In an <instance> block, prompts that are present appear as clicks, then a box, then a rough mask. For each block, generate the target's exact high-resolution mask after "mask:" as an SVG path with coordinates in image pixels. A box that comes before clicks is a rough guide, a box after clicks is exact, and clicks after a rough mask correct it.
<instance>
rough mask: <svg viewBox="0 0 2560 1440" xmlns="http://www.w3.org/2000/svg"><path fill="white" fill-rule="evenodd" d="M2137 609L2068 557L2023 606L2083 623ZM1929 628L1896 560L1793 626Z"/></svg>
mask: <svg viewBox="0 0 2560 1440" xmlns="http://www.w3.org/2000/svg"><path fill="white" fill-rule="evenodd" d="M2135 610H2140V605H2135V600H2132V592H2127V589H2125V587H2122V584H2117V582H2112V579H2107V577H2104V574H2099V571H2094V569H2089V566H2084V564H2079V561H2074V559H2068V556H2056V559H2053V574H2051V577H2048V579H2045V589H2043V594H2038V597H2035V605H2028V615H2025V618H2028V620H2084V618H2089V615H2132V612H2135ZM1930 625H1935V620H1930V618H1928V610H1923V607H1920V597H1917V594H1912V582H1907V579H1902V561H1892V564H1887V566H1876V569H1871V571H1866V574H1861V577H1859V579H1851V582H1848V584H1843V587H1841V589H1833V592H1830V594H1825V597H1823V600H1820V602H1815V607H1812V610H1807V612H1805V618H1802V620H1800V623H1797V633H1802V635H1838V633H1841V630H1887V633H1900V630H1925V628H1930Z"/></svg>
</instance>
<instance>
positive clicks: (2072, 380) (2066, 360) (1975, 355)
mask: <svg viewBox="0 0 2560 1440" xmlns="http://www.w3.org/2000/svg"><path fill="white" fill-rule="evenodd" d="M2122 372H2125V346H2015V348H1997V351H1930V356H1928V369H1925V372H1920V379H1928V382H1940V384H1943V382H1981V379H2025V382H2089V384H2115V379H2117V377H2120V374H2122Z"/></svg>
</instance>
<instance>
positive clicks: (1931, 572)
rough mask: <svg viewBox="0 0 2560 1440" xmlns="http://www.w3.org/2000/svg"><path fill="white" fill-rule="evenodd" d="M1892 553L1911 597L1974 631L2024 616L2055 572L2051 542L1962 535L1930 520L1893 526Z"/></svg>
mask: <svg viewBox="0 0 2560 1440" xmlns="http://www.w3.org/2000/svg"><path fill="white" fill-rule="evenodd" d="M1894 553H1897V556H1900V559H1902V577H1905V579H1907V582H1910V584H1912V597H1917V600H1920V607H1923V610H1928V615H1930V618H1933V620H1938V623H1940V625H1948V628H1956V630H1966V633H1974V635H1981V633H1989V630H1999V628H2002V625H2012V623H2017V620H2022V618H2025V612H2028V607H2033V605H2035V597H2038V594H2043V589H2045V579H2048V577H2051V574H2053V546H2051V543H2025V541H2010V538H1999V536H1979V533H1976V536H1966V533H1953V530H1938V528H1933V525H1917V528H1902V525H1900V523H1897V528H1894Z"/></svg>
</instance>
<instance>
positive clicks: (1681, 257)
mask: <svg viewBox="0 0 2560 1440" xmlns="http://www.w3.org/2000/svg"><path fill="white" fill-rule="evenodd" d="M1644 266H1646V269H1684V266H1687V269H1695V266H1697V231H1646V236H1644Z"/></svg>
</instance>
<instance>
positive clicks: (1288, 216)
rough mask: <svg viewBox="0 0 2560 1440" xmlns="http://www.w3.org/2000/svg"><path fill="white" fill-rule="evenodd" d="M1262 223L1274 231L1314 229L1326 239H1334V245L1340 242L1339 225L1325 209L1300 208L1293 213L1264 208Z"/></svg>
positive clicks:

════════════════

*Description of the task*.
Write the entries out once more, exactly as given.

*Answer to this exercise*.
In an <instance> block, prompts that are present appear as clicks, then a box, then a rough mask. For each block, generate the target's exact high-resolution mask after "mask:" as an SVG path with coordinates in image pixels. A box that comes before clicks is a rough guide, a box after clicks is exact, and clicks after a rough mask correct it.
<instance>
rough mask: <svg viewBox="0 0 2560 1440" xmlns="http://www.w3.org/2000/svg"><path fill="white" fill-rule="evenodd" d="M2137 609L2068 557L2023 606L2083 623ZM1929 628L1896 560L1793 626Z"/></svg>
mask: <svg viewBox="0 0 2560 1440" xmlns="http://www.w3.org/2000/svg"><path fill="white" fill-rule="evenodd" d="M2135 610H2140V605H2135V600H2132V592H2127V589H2125V587H2122V584H2117V582H2112V579H2107V577H2104V574H2099V571H2094V569H2089V566H2084V564H2079V561H2074V559H2068V556H2056V559H2053V574H2051V577H2048V579H2045V589H2043V594H2038V597H2035V605H2028V615H2025V618H2028V620H2084V618H2089V615H2132V612H2135ZM1930 625H1935V620H1930V618H1928V610H1923V607H1920V597H1917V594H1912V582H1907V579H1902V561H1892V564H1887V566H1876V569H1871V571H1866V574H1861V577H1859V579H1851V582H1848V584H1843V587H1841V589H1833V592H1830V594H1825V597H1823V600H1820V602H1815V607H1812V610H1807V612H1805V618H1802V620H1800V623H1797V633H1802V635H1838V633H1841V630H1887V633H1900V630H1925V628H1930Z"/></svg>
</instance>
<instance>
positive clicks: (2072, 380) (2066, 360) (1975, 355)
mask: <svg viewBox="0 0 2560 1440" xmlns="http://www.w3.org/2000/svg"><path fill="white" fill-rule="evenodd" d="M2122 372H2125V346H2015V348H1997V351H1930V356H1928V369H1925V372H1920V379H1928V382H1940V384H1943V382H1981V379H2025V382H2089V384H2115V379H2117V377H2120V374H2122Z"/></svg>
</instance>
<instance>
positive clicks: (1931, 572)
rough mask: <svg viewBox="0 0 2560 1440" xmlns="http://www.w3.org/2000/svg"><path fill="white" fill-rule="evenodd" d="M1892 553L1911 597L1974 631L2024 616L2055 572L2051 542L1962 535L1930 520L1893 526Z"/></svg>
mask: <svg viewBox="0 0 2560 1440" xmlns="http://www.w3.org/2000/svg"><path fill="white" fill-rule="evenodd" d="M1894 553H1897V556H1900V559H1902V577H1905V579H1907V582H1910V584H1912V597H1917V600H1920V607H1923V610H1928V615H1930V618H1933V620H1938V623H1940V625H1948V628H1956V630H1966V633H1974V635H1981V633H1989V630H1999V628H2002V625H2012V623H2017V620H2022V618H2025V612H2028V607H2033V605H2035V597H2038V594H2043V589H2045V579H2048V577H2051V574H2053V546H2051V543H2025V541H2010V538H1999V536H1979V533H1976V536H1966V533H1953V530H1938V528H1933V525H1917V528H1902V525H1900V523H1897V528H1894Z"/></svg>
</instance>
<instance>
positive clicks: (1681, 257)
mask: <svg viewBox="0 0 2560 1440" xmlns="http://www.w3.org/2000/svg"><path fill="white" fill-rule="evenodd" d="M1644 266H1646V269H1684V266H1687V269H1695V266H1697V231H1646V236H1644Z"/></svg>
</instance>
<instance>
positive clicks: (1288, 216)
rough mask: <svg viewBox="0 0 2560 1440" xmlns="http://www.w3.org/2000/svg"><path fill="white" fill-rule="evenodd" d="M1262 223L1274 231L1314 229L1326 239H1334V245L1340 242L1339 225L1325 209L1300 208L1293 213L1264 208Z"/></svg>
positive clicks:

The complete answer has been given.